= Beginning of Section =

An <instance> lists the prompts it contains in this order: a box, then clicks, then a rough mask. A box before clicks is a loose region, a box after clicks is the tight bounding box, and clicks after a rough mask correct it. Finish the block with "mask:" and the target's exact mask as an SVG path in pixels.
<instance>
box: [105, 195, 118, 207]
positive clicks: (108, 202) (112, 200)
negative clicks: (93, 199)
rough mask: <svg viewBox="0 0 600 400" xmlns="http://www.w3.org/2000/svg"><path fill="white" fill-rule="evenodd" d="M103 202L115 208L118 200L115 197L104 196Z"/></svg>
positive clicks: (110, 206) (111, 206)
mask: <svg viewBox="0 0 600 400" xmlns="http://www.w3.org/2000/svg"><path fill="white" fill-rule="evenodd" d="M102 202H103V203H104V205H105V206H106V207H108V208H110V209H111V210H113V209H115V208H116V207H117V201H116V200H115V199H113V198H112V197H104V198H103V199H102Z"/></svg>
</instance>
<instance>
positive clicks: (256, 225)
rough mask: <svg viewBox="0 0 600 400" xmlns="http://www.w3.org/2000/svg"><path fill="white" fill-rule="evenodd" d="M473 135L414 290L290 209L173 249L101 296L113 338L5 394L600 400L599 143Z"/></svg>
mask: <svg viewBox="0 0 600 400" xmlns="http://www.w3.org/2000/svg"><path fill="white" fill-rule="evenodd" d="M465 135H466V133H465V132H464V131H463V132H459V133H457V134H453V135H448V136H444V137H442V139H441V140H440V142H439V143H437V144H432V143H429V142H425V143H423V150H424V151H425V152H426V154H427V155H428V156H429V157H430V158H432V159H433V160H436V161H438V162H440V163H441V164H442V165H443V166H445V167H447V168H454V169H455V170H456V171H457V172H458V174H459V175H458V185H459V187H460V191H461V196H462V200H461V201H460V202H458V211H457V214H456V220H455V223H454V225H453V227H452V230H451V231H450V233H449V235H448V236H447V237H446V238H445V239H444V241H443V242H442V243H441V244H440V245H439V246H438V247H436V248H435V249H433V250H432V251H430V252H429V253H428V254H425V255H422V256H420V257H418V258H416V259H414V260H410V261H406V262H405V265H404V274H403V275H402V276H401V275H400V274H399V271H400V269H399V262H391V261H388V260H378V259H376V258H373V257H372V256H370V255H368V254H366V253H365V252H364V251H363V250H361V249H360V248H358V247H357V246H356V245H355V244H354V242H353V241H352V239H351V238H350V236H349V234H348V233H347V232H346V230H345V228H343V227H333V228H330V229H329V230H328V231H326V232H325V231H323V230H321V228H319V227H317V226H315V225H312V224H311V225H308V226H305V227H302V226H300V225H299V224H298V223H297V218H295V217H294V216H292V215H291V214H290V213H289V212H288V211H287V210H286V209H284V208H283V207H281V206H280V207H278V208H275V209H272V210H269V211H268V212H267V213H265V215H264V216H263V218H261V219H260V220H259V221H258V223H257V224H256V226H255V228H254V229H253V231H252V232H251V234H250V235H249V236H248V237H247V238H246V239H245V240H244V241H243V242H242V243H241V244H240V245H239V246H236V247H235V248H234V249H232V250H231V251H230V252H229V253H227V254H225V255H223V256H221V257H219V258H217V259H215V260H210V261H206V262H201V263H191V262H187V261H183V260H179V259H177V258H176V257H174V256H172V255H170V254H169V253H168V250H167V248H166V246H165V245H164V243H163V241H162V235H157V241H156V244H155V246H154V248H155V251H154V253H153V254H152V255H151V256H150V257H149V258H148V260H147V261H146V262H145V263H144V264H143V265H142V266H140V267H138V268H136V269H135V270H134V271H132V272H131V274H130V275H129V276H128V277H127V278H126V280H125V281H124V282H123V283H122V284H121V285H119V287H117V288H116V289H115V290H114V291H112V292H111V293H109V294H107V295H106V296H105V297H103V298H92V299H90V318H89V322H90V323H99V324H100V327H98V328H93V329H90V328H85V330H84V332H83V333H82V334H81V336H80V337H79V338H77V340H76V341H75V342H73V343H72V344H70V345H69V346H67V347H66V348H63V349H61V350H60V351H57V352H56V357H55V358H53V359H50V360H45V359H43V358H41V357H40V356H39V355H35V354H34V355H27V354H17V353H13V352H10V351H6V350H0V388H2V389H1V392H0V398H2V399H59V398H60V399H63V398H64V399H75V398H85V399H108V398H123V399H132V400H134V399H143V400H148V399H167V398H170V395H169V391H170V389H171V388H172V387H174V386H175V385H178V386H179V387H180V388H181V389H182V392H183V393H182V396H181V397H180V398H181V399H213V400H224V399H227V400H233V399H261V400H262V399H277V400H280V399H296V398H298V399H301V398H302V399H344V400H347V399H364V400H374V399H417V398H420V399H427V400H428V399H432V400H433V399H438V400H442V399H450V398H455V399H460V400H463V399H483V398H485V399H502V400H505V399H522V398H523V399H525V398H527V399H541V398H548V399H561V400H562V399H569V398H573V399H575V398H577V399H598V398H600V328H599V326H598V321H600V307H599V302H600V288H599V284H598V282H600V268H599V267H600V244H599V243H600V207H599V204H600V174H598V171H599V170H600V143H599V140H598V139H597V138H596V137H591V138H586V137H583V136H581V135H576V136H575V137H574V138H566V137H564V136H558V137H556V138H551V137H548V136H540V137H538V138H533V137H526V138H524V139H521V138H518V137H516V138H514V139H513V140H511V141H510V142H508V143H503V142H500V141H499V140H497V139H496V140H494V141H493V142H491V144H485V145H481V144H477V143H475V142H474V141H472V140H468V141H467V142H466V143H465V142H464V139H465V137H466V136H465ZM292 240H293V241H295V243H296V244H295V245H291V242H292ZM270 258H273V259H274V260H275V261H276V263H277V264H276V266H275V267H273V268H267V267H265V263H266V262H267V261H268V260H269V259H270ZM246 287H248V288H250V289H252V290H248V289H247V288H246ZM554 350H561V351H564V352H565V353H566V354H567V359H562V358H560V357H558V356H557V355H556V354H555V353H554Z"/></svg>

= End of Section =

TASK:
Every line must be copied exactly as it stands above.

EXERCISE SOLUTION:
An <instance> lists the prompts it contains in this order: a box, then clicks, then a rough mask. A box before clicks is a loose region, a box after clicks is the tight bounding box, and clicks after a rough mask correct it. Finish the block with "mask:" and the target's exact mask as an SVG path in pixels.
<instance>
box: [105, 195, 118, 207]
positive clicks: (108, 202) (112, 200)
negative clicks: (93, 199)
rough mask: <svg viewBox="0 0 600 400" xmlns="http://www.w3.org/2000/svg"><path fill="white" fill-rule="evenodd" d="M103 202L115 208L118 200L115 197L104 196Z"/></svg>
positive clicks: (110, 206) (111, 206)
mask: <svg viewBox="0 0 600 400" xmlns="http://www.w3.org/2000/svg"><path fill="white" fill-rule="evenodd" d="M102 202H103V203H104V205H105V206H106V207H108V208H110V209H111V210H113V209H115V208H116V207H117V201H116V200H115V199H113V198H112V197H104V198H103V199H102Z"/></svg>
</instance>
<instance>
positive clicks: (256, 225)
rough mask: <svg viewBox="0 0 600 400" xmlns="http://www.w3.org/2000/svg"><path fill="white" fill-rule="evenodd" d="M473 135L414 290L290 209L173 249L101 296L113 338L5 394L600 400L599 143Z"/></svg>
mask: <svg viewBox="0 0 600 400" xmlns="http://www.w3.org/2000/svg"><path fill="white" fill-rule="evenodd" d="M465 135H466V133H465V132H464V131H463V132H459V133H457V134H453V135H448V136H444V137H442V139H441V140H440V142H439V143H437V144H432V143H429V142H425V143H423V150H424V151H425V152H426V154H427V155H428V156H429V157H430V158H432V159H433V160H436V161H438V162H440V163H441V164H442V165H443V166H445V167H447V168H454V169H455V170H456V171H457V172H458V174H459V175H458V185H459V187H460V191H461V196H462V200H461V201H460V202H458V211H457V214H456V220H455V223H454V225H453V227H452V230H451V231H450V233H449V235H448V236H447V237H446V238H445V239H444V241H443V242H442V243H441V244H440V245H439V246H438V247H436V248H435V249H433V250H432V251H430V252H429V253H428V254H425V255H422V256H420V257H418V258H416V259H414V260H410V261H406V262H405V265H404V274H403V275H402V276H401V275H400V274H399V271H400V269H399V262H391V261H388V260H378V259H376V258H373V257H372V256H370V255H368V254H366V253H365V252H364V251H363V250H361V249H360V248H358V247H357V246H356V245H355V244H354V242H353V241H352V239H351V238H350V236H349V234H348V233H347V232H346V230H345V228H343V227H333V228H330V229H329V230H328V231H326V232H325V231H323V230H321V228H319V227H317V226H315V225H312V224H311V225H308V226H305V227H302V226H300V225H299V224H298V223H297V218H295V217H294V216H292V215H291V214H290V213H289V212H288V211H287V210H286V209H284V208H283V207H281V206H280V207H278V208H275V209H272V210H269V211H268V212H267V213H265V215H264V216H263V218H261V219H260V220H259V221H258V223H257V224H256V226H255V228H254V229H253V231H252V232H251V234H250V235H249V236H248V237H247V238H246V239H245V240H244V241H243V242H242V243H241V244H240V245H239V246H236V247H235V248H234V249H232V250H231V251H230V252H229V253H227V254H225V255H223V256H221V257H219V258H217V259H215V260H210V261H206V262H201V263H191V262H187V261H183V260H179V259H177V258H176V257H174V256H172V255H170V254H169V253H168V250H167V248H166V246H165V245H164V243H163V241H162V235H157V241H156V244H155V246H154V248H155V251H154V253H153V254H152V255H151V256H150V257H149V258H148V260H147V261H146V262H145V263H144V264H143V265H142V266H140V267H138V268H136V269H135V270H134V271H132V272H131V274H130V275H129V276H128V277H127V278H126V280H125V281H124V282H123V283H122V284H121V285H119V287H117V288H116V289H115V290H114V291H112V292H111V293H109V294H107V295H106V296H105V297H103V298H92V299H90V318H89V322H90V323H99V324H100V327H98V328H93V329H90V328H85V330H84V332H83V333H82V334H81V336H80V337H79V338H77V340H76V341H75V342H73V343H72V344H70V345H69V346H67V347H66V348H63V349H61V350H60V351H57V352H56V357H55V358H53V359H50V360H45V359H43V358H41V357H40V356H39V355H35V354H34V355H27V354H17V353H13V352H10V351H6V350H0V388H2V389H1V392H0V398H2V399H59V398H60V399H63V398H64V399H75V398H85V399H108V398H123V399H132V400H134V399H143V400H148V399H167V398H170V395H169V391H170V389H171V388H172V387H174V386H175V385H178V386H179V387H180V388H181V389H182V392H183V393H182V396H181V397H180V398H181V399H213V400H224V399H227V400H233V399H261V400H262V399H277V400H280V399H296V398H298V399H301V398H302V399H344V400H347V399H364V400H374V399H417V398H420V399H427V400H428V399H432V400H433V399H438V400H442V399H450V398H455V399H460V400H463V399H483V398H485V399H502V400H505V399H522V398H523V399H525V398H527V399H541V398H548V399H561V400H562V399H569V398H573V399H575V398H577V399H598V398H600V328H599V326H598V321H600V307H599V302H600V288H599V284H598V282H600V268H599V267H600V244H599V243H600V207H599V204H600V174H598V171H599V170H600V143H599V140H598V139H597V138H596V137H591V138H586V137H583V136H581V135H576V136H575V137H574V138H566V137H564V136H558V137H556V138H551V137H548V136H540V137H538V138H533V137H526V138H524V139H521V138H518V137H516V138H514V139H513V140H511V141H510V142H508V143H503V142H500V141H499V140H497V139H496V140H494V141H493V142H491V144H485V145H481V144H477V143H475V142H474V141H472V140H468V141H467V142H466V143H465V142H464V139H465V137H466V136H465ZM292 240H293V241H295V243H296V244H295V245H291V242H292ZM270 258H273V259H274V260H275V261H276V263H277V264H276V266H275V267H273V268H267V267H265V263H266V262H267V261H268V260H269V259H270ZM246 287H248V288H250V289H252V290H248V289H247V288H246ZM554 350H561V351H564V352H565V353H566V354H567V359H562V358H560V357H558V356H557V355H556V354H555V353H554Z"/></svg>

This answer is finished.